◆ **Goal**
Copy exactly the lines from the "Drop a point on every instance of the dishwasher control" line to the end, both included, and nothing else.

* Begin *

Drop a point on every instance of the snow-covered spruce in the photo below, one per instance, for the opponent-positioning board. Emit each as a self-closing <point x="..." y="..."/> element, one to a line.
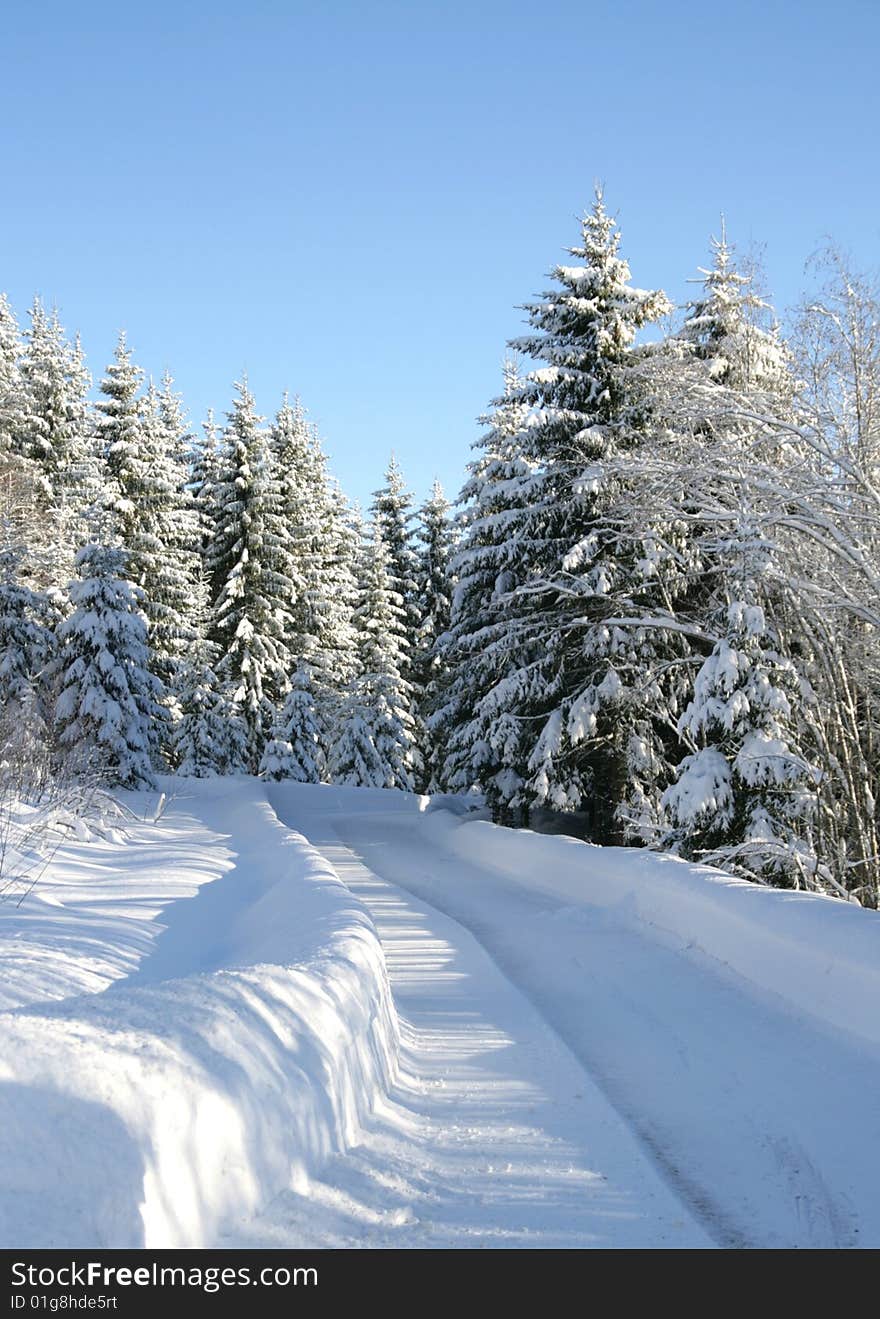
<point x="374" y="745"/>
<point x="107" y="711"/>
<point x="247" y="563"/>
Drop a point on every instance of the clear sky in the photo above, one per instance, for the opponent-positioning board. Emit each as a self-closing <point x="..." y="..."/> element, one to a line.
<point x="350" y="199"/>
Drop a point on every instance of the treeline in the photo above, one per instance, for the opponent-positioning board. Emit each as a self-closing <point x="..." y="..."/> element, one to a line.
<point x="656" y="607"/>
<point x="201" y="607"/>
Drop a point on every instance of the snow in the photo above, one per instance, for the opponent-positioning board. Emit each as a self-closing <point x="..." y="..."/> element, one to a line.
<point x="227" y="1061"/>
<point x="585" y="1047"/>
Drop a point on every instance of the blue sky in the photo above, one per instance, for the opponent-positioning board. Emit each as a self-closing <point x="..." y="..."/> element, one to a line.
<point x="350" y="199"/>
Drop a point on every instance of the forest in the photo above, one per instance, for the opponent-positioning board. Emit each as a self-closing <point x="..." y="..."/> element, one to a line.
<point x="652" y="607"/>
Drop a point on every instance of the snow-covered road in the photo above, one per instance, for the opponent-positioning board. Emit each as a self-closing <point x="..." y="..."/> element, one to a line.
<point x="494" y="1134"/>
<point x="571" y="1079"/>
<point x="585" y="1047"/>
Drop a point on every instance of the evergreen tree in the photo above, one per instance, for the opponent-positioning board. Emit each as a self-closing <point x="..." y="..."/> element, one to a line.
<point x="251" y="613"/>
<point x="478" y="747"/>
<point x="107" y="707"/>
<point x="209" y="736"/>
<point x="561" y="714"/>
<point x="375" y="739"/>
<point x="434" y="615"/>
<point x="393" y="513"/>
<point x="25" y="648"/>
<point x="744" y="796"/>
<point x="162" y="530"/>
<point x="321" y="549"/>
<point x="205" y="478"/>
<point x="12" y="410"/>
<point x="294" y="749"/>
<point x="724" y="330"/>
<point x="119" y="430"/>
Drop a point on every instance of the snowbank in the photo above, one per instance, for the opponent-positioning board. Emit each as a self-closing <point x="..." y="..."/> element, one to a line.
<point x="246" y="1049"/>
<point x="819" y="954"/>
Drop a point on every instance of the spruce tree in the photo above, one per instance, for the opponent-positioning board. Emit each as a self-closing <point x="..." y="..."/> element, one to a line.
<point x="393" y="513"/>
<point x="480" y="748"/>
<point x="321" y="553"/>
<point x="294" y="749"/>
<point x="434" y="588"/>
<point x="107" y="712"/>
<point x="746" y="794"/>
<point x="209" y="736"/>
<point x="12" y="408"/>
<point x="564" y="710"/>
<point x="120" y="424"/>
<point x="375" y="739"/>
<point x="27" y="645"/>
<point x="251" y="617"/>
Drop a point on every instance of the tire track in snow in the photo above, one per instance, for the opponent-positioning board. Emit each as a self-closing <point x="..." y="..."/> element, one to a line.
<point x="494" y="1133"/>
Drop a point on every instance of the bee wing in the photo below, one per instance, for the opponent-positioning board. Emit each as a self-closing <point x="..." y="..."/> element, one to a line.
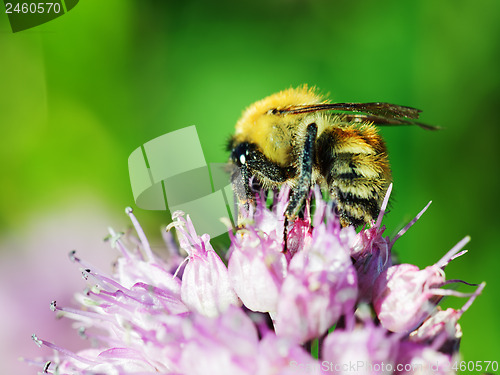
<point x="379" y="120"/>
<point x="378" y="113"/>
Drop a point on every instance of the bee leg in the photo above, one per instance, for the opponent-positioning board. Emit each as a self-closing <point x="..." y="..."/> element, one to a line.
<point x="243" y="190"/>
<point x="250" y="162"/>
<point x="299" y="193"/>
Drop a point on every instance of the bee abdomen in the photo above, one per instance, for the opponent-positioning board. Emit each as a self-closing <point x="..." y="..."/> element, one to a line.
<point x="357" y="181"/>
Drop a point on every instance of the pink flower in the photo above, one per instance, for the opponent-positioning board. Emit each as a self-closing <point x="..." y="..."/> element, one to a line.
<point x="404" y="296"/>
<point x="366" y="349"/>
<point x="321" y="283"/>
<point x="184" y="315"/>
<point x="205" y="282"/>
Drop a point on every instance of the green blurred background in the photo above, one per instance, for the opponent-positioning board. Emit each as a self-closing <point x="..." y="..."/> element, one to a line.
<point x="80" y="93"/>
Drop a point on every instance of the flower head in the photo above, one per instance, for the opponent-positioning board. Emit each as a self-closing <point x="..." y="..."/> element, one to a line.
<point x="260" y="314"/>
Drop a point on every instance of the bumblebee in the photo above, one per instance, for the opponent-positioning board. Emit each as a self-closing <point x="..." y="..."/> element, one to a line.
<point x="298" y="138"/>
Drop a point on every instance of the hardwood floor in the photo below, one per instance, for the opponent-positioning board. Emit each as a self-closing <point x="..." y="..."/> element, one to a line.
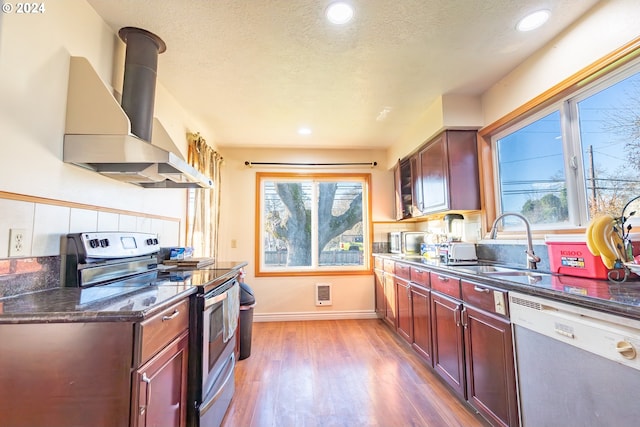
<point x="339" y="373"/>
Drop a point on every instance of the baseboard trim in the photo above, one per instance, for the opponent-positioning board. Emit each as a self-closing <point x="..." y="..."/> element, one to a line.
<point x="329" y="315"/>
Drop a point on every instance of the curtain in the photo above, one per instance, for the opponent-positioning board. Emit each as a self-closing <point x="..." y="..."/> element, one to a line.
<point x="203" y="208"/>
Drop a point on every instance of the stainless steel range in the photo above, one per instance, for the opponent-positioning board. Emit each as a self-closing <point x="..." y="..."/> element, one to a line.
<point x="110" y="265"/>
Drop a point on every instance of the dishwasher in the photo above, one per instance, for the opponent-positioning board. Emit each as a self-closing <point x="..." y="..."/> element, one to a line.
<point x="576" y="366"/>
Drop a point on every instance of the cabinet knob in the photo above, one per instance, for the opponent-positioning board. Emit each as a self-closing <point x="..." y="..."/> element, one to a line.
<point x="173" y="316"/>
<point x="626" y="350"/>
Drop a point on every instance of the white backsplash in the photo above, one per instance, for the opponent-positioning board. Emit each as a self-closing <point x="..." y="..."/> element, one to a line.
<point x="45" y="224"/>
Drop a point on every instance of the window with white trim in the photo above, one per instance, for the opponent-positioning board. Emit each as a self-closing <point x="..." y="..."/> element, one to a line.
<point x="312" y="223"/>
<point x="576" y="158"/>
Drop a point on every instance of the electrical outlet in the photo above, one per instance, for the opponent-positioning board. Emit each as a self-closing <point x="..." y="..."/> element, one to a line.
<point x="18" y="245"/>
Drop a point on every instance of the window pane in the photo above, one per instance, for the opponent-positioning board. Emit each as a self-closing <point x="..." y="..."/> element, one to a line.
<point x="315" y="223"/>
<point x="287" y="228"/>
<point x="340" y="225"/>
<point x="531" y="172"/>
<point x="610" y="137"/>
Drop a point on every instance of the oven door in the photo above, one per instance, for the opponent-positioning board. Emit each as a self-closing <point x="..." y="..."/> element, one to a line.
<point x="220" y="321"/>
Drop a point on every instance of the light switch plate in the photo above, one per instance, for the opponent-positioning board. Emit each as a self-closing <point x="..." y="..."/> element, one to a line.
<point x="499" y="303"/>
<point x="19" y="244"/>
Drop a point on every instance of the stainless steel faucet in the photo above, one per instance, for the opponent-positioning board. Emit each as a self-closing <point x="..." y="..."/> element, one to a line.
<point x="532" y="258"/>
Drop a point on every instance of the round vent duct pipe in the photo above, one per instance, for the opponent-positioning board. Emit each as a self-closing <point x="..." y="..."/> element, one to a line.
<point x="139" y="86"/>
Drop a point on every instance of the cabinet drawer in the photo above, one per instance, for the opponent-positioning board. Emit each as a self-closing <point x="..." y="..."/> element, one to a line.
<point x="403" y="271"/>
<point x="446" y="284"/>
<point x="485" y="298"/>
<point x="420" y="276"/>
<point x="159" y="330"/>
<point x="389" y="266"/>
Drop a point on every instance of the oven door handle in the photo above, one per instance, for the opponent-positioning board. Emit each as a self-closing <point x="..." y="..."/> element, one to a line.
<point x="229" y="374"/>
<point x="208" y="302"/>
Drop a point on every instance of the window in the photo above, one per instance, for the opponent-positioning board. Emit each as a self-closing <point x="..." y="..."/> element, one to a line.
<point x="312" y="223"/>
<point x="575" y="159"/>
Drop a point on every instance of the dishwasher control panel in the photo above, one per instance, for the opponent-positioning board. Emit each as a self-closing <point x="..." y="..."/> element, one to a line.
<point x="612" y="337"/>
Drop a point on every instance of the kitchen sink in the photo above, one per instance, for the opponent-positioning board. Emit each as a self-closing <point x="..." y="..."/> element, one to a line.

* End *

◆ **Solution to this problem**
Drop a point on every instance of the dishwasher control panel in the photo above, one per instance, for the opponent-positioning board. Emit each as a self-closing <point x="..." y="..."/> element, one to a line.
<point x="612" y="337"/>
Drop a point on every instance of the kitchen sink in the photo above, one per instance, for the opponent-positioning board. Emit each as a self-closing <point x="..." y="..."/> element, one to a line.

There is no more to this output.